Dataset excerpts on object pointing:
============================================================

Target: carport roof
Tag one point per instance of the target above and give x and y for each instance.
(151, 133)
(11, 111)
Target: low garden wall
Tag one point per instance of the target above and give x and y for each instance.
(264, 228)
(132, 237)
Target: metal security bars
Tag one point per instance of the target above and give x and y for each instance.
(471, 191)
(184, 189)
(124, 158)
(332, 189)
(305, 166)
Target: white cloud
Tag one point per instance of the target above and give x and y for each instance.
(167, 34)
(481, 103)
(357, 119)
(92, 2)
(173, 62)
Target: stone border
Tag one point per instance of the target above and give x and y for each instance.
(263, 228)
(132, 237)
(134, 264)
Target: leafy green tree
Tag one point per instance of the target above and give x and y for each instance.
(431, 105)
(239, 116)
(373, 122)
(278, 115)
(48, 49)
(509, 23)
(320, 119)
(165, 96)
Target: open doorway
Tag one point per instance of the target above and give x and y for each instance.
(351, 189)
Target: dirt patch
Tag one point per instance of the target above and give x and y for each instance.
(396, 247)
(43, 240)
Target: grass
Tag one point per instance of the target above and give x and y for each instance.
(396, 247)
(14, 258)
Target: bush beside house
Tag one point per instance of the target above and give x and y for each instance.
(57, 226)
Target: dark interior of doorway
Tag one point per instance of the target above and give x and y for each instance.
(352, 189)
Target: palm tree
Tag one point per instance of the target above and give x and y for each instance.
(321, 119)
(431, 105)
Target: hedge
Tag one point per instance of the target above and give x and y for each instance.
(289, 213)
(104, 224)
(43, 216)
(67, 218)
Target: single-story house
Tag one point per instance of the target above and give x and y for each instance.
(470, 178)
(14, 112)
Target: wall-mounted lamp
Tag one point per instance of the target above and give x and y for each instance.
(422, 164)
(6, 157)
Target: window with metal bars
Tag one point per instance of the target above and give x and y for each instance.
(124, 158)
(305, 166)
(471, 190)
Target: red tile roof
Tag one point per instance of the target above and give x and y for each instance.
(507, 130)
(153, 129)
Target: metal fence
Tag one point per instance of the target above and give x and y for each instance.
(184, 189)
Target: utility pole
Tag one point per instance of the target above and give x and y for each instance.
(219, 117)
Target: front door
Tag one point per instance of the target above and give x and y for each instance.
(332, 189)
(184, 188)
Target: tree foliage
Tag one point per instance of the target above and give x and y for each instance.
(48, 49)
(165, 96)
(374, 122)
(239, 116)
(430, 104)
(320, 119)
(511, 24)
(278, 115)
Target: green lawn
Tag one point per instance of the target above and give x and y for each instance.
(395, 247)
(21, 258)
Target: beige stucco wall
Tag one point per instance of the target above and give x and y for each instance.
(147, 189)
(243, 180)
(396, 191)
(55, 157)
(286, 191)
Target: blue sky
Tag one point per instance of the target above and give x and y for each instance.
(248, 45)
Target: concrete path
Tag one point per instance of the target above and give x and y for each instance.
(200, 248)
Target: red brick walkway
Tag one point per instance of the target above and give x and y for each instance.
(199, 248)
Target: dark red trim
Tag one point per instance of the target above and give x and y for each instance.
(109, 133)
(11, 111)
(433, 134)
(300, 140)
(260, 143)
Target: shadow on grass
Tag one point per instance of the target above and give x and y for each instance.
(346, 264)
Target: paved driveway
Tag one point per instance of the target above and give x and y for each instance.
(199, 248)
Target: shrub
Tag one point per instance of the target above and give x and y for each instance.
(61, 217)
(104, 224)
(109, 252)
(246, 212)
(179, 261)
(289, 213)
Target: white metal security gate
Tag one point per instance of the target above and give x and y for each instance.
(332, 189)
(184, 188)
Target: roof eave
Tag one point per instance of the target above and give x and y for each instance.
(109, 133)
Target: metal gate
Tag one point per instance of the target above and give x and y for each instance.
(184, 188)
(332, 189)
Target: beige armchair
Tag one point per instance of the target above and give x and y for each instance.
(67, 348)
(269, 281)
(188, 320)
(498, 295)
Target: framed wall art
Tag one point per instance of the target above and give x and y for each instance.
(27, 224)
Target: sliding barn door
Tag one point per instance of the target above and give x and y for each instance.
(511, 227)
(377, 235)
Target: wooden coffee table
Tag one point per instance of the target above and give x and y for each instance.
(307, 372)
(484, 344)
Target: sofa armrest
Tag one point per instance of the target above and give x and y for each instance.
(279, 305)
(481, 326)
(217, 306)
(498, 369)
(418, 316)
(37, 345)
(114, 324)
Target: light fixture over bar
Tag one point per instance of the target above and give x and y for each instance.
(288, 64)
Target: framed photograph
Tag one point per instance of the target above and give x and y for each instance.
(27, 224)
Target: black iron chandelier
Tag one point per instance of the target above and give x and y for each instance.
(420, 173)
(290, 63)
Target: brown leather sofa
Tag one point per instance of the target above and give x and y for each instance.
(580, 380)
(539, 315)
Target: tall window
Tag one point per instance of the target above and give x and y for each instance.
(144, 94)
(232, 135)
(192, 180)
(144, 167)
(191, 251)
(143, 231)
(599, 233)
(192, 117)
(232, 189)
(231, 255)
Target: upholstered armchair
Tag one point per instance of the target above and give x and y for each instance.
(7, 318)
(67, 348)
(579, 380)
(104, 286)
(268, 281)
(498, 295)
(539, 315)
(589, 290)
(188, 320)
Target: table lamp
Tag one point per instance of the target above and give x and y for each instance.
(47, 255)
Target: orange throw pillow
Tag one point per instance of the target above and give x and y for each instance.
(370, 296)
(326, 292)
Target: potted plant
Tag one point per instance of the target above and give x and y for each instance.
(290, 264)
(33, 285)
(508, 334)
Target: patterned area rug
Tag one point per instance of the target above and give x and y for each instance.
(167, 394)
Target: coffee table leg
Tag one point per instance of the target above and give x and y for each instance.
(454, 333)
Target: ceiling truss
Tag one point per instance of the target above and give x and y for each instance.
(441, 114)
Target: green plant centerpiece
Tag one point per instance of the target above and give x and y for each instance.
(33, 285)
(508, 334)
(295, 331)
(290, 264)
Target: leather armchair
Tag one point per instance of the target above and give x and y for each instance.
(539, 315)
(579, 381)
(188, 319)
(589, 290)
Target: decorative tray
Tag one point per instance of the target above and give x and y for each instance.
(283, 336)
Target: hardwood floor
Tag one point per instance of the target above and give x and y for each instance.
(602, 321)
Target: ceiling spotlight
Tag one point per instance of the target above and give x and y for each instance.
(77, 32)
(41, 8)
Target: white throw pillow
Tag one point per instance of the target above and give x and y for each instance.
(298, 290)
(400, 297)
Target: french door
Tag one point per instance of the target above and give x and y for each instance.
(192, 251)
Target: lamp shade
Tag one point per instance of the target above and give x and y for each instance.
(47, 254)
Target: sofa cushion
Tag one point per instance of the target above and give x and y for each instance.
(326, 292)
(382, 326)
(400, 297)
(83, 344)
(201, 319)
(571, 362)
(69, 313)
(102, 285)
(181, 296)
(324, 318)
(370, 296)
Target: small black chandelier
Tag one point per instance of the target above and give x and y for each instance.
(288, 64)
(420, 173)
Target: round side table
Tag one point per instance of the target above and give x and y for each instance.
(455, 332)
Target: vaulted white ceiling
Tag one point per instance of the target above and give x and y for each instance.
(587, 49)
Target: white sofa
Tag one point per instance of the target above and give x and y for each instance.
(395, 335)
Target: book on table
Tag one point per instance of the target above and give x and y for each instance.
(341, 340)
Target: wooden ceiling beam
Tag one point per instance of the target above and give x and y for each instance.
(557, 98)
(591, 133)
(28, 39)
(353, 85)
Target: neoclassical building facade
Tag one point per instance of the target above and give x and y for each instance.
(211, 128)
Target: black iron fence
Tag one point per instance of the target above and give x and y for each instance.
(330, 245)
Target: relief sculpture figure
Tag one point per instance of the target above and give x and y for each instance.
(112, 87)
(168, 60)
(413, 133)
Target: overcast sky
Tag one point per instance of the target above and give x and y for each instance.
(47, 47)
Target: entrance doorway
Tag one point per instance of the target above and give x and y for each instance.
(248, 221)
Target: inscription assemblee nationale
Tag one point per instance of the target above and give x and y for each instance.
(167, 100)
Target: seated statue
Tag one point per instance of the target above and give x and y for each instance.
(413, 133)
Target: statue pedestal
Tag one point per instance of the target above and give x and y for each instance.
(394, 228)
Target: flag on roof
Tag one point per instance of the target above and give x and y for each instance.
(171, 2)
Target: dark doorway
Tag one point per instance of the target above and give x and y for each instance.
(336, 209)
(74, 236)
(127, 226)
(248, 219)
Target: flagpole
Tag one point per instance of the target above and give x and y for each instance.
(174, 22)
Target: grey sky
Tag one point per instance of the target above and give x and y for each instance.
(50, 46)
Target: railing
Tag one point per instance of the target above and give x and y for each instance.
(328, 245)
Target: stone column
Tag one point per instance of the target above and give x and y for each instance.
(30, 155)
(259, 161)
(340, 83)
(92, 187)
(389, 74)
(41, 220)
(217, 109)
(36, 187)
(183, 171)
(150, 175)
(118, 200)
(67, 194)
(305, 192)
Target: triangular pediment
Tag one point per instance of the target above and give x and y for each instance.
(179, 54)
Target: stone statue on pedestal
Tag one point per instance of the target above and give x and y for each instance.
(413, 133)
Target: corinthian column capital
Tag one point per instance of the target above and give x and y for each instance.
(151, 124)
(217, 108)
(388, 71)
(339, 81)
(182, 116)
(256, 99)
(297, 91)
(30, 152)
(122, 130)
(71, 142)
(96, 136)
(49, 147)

============================================================

#### [STATED TASK]
Write out once more the lines above beginning at the line with "Target: flag on roof"; continue through the final line and stop there.

#### [REPLY]
Target: flag on roof
Tag one point per instance of the target above and give x and y for each instance.
(171, 2)
Target: dark doorway
Tag one point per instance of the target above and give x and y for each instance.
(336, 209)
(74, 236)
(127, 226)
(248, 219)
Target: flagpole
Tag one point per instance of the target above and give x and y for each instance.
(174, 22)
Target: grey sky
Tag one point per instance of the target above and give x and y for each instance.
(50, 46)
Target: railing
Tag one point per instance of the target above and give x and y for each instance.
(328, 245)
Target: stone column
Tag one point per instance of the target above and give x and y for each instance.
(30, 155)
(259, 161)
(340, 83)
(92, 187)
(389, 74)
(41, 220)
(217, 109)
(36, 187)
(183, 171)
(150, 175)
(118, 200)
(67, 194)
(305, 192)
Target: triangular pediment
Tag one point per instance of the target above and give x and y for each instance.
(179, 54)
Target: stone statue on pedestal
Tag one point per instance of the target above and give x and y for each instance.
(413, 133)
Target: corinthian column capital
Tag one point per instance of the target above and give x and y for each instance.
(151, 124)
(217, 108)
(388, 71)
(339, 81)
(182, 116)
(256, 99)
(297, 91)
(30, 152)
(122, 130)
(71, 142)
(96, 136)
(49, 147)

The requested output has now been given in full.